§ STATED EXERCISE: Please put all of the following entries into a two-column CSV headed request and answer, with one row per request. Each row holds the request's text and its answer, each as a single quoted field with line breaks replaced by spaces.

§ MATERIAL FOR THE TASK:
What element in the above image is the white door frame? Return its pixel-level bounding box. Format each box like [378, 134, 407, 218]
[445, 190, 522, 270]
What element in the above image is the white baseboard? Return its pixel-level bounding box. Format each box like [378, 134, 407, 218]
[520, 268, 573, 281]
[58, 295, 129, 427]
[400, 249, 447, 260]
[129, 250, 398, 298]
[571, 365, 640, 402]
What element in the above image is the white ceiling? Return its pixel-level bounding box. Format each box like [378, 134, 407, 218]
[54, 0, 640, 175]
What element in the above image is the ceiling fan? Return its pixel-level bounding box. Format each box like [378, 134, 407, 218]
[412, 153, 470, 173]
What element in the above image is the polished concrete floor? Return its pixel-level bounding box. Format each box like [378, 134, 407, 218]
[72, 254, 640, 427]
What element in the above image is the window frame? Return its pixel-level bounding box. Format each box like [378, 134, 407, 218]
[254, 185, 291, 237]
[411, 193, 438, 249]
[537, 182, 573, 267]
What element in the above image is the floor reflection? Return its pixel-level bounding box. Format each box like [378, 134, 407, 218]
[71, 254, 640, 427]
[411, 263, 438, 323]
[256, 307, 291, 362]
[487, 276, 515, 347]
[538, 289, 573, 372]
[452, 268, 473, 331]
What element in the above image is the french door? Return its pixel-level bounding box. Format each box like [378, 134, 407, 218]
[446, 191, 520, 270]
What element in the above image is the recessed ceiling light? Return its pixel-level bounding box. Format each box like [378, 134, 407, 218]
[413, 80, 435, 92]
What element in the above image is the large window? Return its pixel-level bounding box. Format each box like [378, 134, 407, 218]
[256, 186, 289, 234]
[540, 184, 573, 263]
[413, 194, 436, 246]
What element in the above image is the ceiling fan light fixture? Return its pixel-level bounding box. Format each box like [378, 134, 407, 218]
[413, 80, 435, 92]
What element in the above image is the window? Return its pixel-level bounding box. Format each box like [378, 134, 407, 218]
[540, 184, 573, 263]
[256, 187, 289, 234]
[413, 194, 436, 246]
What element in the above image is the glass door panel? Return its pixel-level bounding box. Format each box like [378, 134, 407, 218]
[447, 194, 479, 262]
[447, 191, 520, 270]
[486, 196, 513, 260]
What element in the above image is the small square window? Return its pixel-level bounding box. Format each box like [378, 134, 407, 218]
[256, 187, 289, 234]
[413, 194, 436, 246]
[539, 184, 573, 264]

§ REPLY TO THE TASK:
request,answer
"What element in the above image is the white door frame? Return its pixel-level bounding box. Format each box like [378, 134, 407, 218]","[445, 190, 522, 270]"
"What element in the above image is the white baseboard? Return its pixel-level bounding box. Format each box like [378, 134, 407, 218]","[520, 268, 573, 281] [58, 295, 129, 427] [400, 249, 447, 260] [129, 250, 398, 298] [571, 365, 640, 402]"
"What element in the above image is the white ceiling? Return its pixel-level bounding box. Format each box like [378, 134, 407, 218]","[54, 0, 640, 175]"
"What element in the above image is the ceiling fan? Return its pixel-level bounding box. Format each box like [378, 134, 407, 218]","[412, 153, 470, 173]"
"What element in the above image is the polished concrete floor? Return its pixel-level bounding box. Format each box like [378, 134, 407, 218]","[72, 254, 640, 427]"
"What element in the above image is the window frame? Return its pixel-level bounding box. Format each box like [378, 134, 407, 218]","[254, 185, 291, 237] [411, 193, 438, 249] [537, 182, 573, 267]"
"What element in the above image is the floor reflection? Return its pixel-level bounding box. Format each box like [378, 134, 407, 218]","[71, 254, 640, 427] [411, 263, 438, 323] [256, 307, 291, 362] [487, 276, 515, 347] [538, 289, 573, 372] [452, 268, 473, 331]"
"What element in the above image is the french door? Return its pixel-level bounding box. Format each box like [378, 134, 407, 218]","[446, 191, 520, 270]"
"What element in the above image is the recessed ceiling light? Return its pixel-level bounding box. Format each box like [378, 134, 407, 218]","[413, 80, 435, 92]"
"What element in the above image is the large window? Return its pixel-level bounding box. Format each box like [378, 134, 407, 218]","[256, 186, 289, 234] [540, 184, 573, 263] [413, 194, 436, 246]"
"What element in the above image is the ceiling fan light fixture? Return its pixel-level bounding box. Format each box like [378, 134, 407, 218]","[413, 80, 435, 92]"
"What element in the above image is the window? Return its pixel-level bounding box. Format each box like [378, 134, 407, 218]","[540, 184, 573, 263] [256, 187, 289, 234] [413, 194, 436, 246]"
"What element in the above image is the glass door panel? Return its pixel-level bounding box. Format each box like [378, 134, 407, 218]","[447, 194, 479, 262] [447, 191, 520, 270] [486, 196, 513, 260]"
"What element in the above image is the small square window? Return its pixel-level bounding box. Format each box like [378, 134, 407, 218]","[256, 187, 289, 234] [413, 194, 436, 246] [539, 184, 573, 264]"